- **Aim**: All the records that follow need to be reproduced exactly. Omit the images.

■ ■ ■ ■ ■ ■ ■

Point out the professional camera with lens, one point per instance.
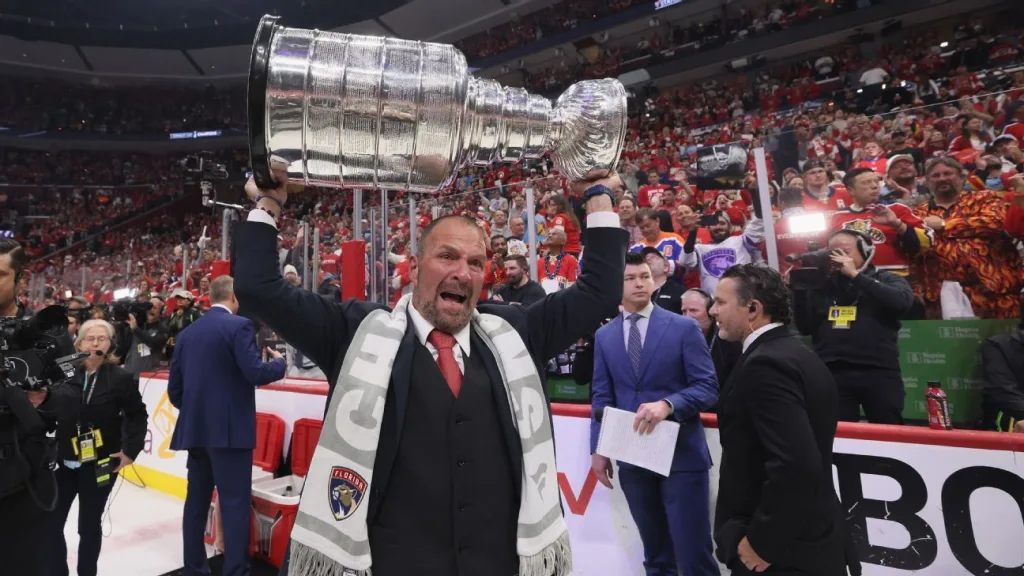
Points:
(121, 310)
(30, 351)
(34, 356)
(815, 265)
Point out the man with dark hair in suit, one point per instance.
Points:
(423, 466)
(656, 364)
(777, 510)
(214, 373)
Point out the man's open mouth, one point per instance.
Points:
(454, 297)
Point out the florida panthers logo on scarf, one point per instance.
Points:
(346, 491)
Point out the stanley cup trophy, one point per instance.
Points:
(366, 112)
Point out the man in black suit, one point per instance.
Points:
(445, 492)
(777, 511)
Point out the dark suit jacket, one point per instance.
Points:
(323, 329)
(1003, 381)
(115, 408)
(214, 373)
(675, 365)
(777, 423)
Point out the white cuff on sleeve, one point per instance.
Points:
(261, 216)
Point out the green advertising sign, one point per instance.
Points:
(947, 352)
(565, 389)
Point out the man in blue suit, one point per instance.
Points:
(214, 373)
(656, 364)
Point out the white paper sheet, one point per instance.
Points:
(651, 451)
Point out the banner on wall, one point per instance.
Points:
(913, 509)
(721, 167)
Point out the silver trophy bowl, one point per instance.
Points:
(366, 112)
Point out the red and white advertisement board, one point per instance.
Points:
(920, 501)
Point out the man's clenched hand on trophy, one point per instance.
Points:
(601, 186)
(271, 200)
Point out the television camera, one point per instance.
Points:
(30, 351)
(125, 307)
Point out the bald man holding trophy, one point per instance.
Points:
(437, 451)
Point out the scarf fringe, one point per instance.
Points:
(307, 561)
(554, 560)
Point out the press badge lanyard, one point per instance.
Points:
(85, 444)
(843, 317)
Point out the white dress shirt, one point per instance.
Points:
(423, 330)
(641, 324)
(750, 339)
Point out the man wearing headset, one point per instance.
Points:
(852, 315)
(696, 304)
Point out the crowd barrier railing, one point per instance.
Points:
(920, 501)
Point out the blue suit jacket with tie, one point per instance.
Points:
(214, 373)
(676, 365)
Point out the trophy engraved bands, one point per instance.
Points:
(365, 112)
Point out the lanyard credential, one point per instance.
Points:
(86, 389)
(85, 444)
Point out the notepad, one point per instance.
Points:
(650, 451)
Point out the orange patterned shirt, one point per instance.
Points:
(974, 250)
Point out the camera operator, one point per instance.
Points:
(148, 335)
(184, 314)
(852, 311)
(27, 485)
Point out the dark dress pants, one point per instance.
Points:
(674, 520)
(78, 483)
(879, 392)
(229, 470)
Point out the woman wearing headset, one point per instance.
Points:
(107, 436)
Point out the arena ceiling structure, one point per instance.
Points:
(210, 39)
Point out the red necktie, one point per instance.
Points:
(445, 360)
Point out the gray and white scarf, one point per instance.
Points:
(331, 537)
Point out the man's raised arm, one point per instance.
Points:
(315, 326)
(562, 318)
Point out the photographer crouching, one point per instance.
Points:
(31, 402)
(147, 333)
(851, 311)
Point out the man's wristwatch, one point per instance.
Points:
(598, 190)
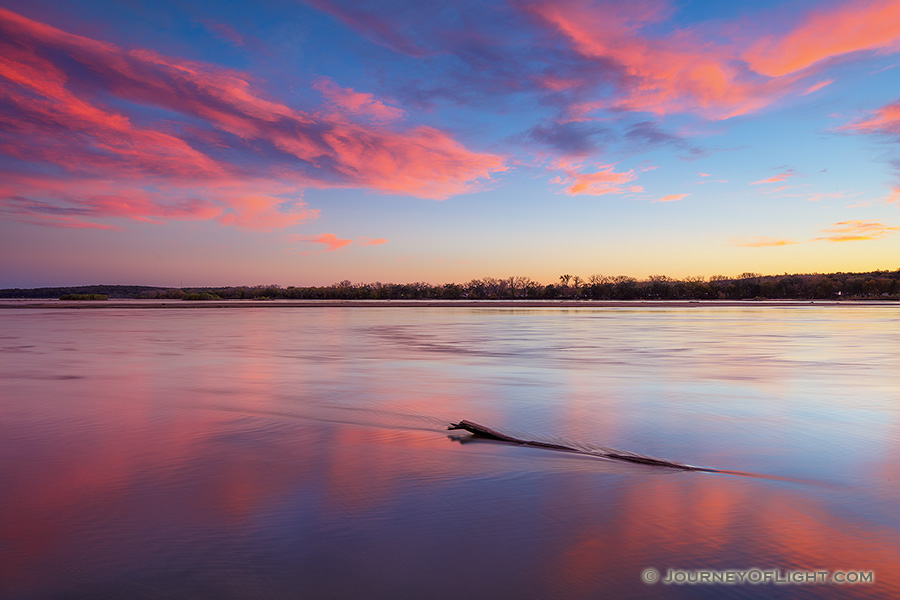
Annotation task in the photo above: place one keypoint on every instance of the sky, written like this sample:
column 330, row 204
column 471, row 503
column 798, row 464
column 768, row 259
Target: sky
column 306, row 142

■ ■ ■ ■ ■ ■ ■

- **Answer**:
Point out the professional camera with lens, one point per instance.
Points:
(121, 310)
(30, 351)
(34, 356)
(815, 265)
Point out the man with dark hair in suit, one point per instance.
Points:
(423, 466)
(656, 364)
(777, 510)
(214, 373)
Point out the man's open mouth, one point per instance.
Points:
(454, 297)
Point out the florida panthers logo on scarf, one point per instance.
Points:
(346, 491)
Point out the stanley cup trophy, one point per instance.
Points:
(366, 112)
Point out the man in black suit, one point per instance.
Points:
(445, 492)
(777, 511)
Point out the dark suit jacket, one point per instance.
Points:
(323, 329)
(1003, 381)
(115, 408)
(214, 373)
(675, 365)
(777, 423)
Point out the white cuff on sleeve, one point per instance.
Points:
(261, 216)
Point out the green advertising sign, one point per instance.
Points:
(947, 352)
(565, 389)
Point out the man in blue suit, one point per instance.
Points:
(214, 373)
(656, 364)
Point out the white paper sheet, one point per instance.
Points:
(651, 451)
Point out the banner on wall, one point per instance.
Points:
(913, 509)
(721, 167)
Point out the silver trophy bowl, one point per instance.
Points:
(366, 112)
Point out the red and white advertisement board, one point per instance.
Points:
(920, 501)
Point out the man's clenched hand on trophy, one point per instance.
Points:
(601, 186)
(271, 200)
Point out the television camera, one point per instance.
Points:
(30, 351)
(125, 307)
Point out the bald man holding trophy, one point per instance.
Points:
(437, 451)
Point out the scarf fringe, one point per instance.
Points:
(307, 561)
(554, 560)
Point out the press badge lanyard, one point per instance.
Points:
(85, 444)
(843, 317)
Point out the white dress shirt, one point per instance.
Points:
(423, 330)
(641, 324)
(750, 339)
Point out the man wearing headset, one point per instance.
Points:
(852, 315)
(696, 304)
Point out the crowd barrier railing, one point per instance.
Points:
(920, 501)
Point out the blue suit jacket with tie, one point per instance.
Points:
(214, 373)
(676, 365)
Point out the trophy engraved bands, one point per instance.
Points:
(365, 112)
Point out the lanyard credential, one point per instance.
Points:
(86, 389)
(85, 444)
Point out the notepad, one point per instance.
Points:
(650, 451)
Point out the orange patterned shirt, one point per instance.
Points:
(974, 250)
Point out the camera operator, one point per instance.
Points:
(148, 335)
(184, 314)
(852, 311)
(27, 485)
Point out the dark dress pants, one point per instance.
Points:
(674, 520)
(78, 483)
(879, 392)
(229, 470)
Point out the woman wearing headset, one point per instance.
Points:
(107, 436)
Point out the arena ceiling structure, one point per instance.
Points:
(210, 39)
Point out the red necktie, one point per instance.
Points:
(445, 360)
Point out the gray and white scarf, one point per instance.
Points:
(331, 537)
Point out the man's raised arm, one point per instance.
Points:
(315, 326)
(562, 318)
Point out the photographer crouching, one point per instance.
Points:
(31, 402)
(147, 333)
(851, 311)
Point out the man's wristwatch, one point per instance.
Points:
(598, 190)
Annotation task in the photo above: place one keypoint on every instance of the sky, written like this sample:
column 330, row 204
column 471, row 503
column 798, row 464
column 768, row 259
Target: sky
column 306, row 142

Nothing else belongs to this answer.